Supplied text START

Merck to acquire Acceleron Pharma, strengthening cardiovascular pipeline

By Rachel Arthur

- Last updated on GMT

Merck gains sotatercept and reblozyl with the acquisition. Pic:getty/experienceinteriors
Merck gains sotatercept and reblozyl with the acquisition. Pic:getty/experienceinteriors

Related tags Merck cardiovascular disease

Merck (MSD outside the US and Canada) will acquire Acceleron in a deal worth around $11.5bn.

Founded in 2003,  Acceleron works in the discovery, development and commercialization of therapeutics to treat serious and rare diseases. The Cambridge, Massachusetts biotech is focused on the transforming growth factor (TGF)-beta superfamily of proteins that play a central role in the regulation of cell growth, differentiation and repair.

Acceleron’s lead therapeutic candidate, sotatercept, has a novel mechanism of action with the potential to improve short-term and/or long-term clinical outcomes in patients with pulmonary arterial hypertension (PAH), a progressive and life-threatening blood vessel disorder. Sotatercept is in Phase 3 trials as add-on to current standard of care for the treatment of PAH.

Supplied text END
Entries supplied START

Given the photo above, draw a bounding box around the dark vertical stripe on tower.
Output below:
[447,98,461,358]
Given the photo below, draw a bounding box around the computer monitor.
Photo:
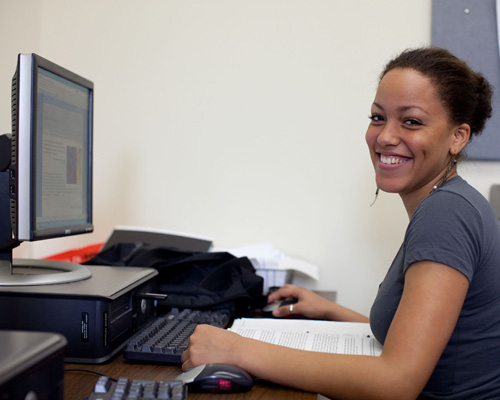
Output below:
[0,54,94,285]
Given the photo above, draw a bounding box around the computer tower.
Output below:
[0,266,158,364]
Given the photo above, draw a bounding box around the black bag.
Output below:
[87,243,266,317]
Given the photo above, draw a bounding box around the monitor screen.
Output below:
[10,54,93,241]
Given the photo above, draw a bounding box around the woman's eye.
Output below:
[404,118,422,126]
[368,114,384,122]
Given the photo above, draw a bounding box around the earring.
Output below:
[431,154,457,193]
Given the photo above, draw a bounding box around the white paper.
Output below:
[229,318,382,356]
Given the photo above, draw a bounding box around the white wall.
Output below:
[0,0,500,313]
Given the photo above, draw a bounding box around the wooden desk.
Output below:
[64,291,337,400]
[64,355,317,400]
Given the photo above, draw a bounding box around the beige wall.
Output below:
[0,0,500,313]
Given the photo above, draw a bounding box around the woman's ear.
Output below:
[452,124,470,154]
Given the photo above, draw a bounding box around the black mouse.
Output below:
[175,364,253,393]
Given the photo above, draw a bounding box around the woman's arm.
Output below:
[268,285,368,322]
[182,262,468,400]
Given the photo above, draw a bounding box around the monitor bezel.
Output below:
[11,53,94,241]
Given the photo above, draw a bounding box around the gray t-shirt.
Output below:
[370,177,500,399]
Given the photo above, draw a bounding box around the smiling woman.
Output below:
[182,48,500,400]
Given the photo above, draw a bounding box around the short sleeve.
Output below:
[404,191,484,282]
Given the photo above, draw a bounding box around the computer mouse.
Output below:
[262,299,297,316]
[175,364,253,393]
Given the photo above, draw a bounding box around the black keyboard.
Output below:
[123,309,231,364]
[87,376,187,400]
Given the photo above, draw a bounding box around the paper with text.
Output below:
[229,318,382,356]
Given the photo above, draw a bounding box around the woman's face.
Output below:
[366,68,455,200]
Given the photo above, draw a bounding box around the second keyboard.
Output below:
[123,309,231,364]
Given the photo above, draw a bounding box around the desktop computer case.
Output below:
[0,266,158,364]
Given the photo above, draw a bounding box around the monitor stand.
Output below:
[0,171,92,286]
[0,259,92,286]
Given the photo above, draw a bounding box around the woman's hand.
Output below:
[181,325,245,371]
[267,285,368,322]
[267,285,333,319]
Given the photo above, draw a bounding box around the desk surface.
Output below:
[64,291,336,400]
[64,355,317,400]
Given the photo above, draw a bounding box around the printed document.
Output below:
[228,318,382,356]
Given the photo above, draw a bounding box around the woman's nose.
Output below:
[377,123,400,146]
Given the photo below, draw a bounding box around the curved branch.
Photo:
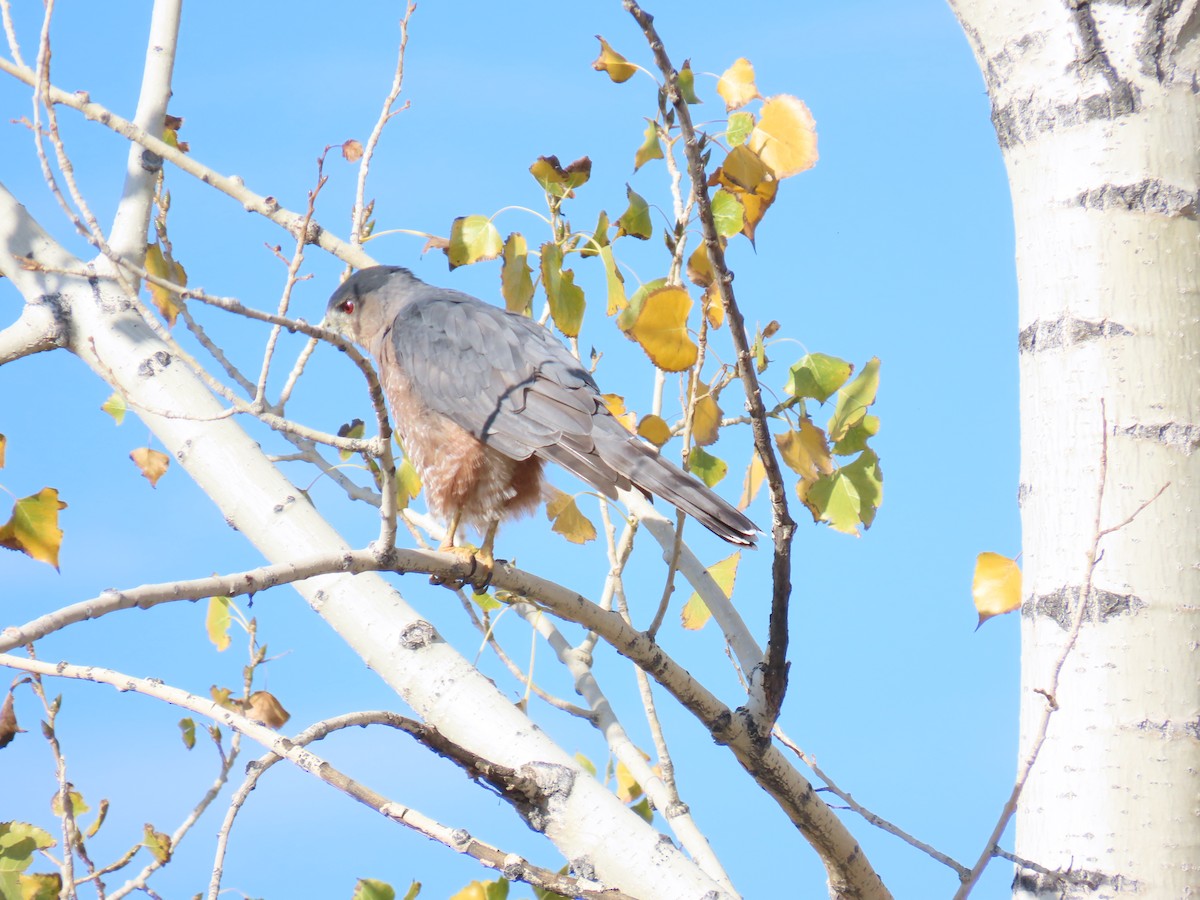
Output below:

Entries supplied END

Activity »
Continue the article on Merck's acquisition of Acceleron Pharma from the point where it stops.

Task response »
In addition, Acceleron’s portfolio includes Reblozyl (luspatercept-aamt), an erythroid maturation recombinant fusion protein approved in the US, Europe, Canada and Australia for the treatment of anemia in certain rare blood disorders. Reblozyl is being developed and commercialized through a global collaboration with Bristol Myers Squibb.

Merck will acquire Acceleron via a subsidiary, with the two merging on completion of the acquisition. The transaction is expected to close in the fourth quarter of 2021.

“Strategic business development is a top priority for Merck as we look to drive sustainable growth and further bolster and balance our pipeline with breakthrough science,”​ said Rob Davis, CEO and president, Merck.

“Acceleron’s innovative research has yielded an exciting late-stage candidate that complements and strengthens our growing cardiovascular portfolio and pipeline and holds the potential to build upon Merck’s proud legacy in cardiovascular disease.”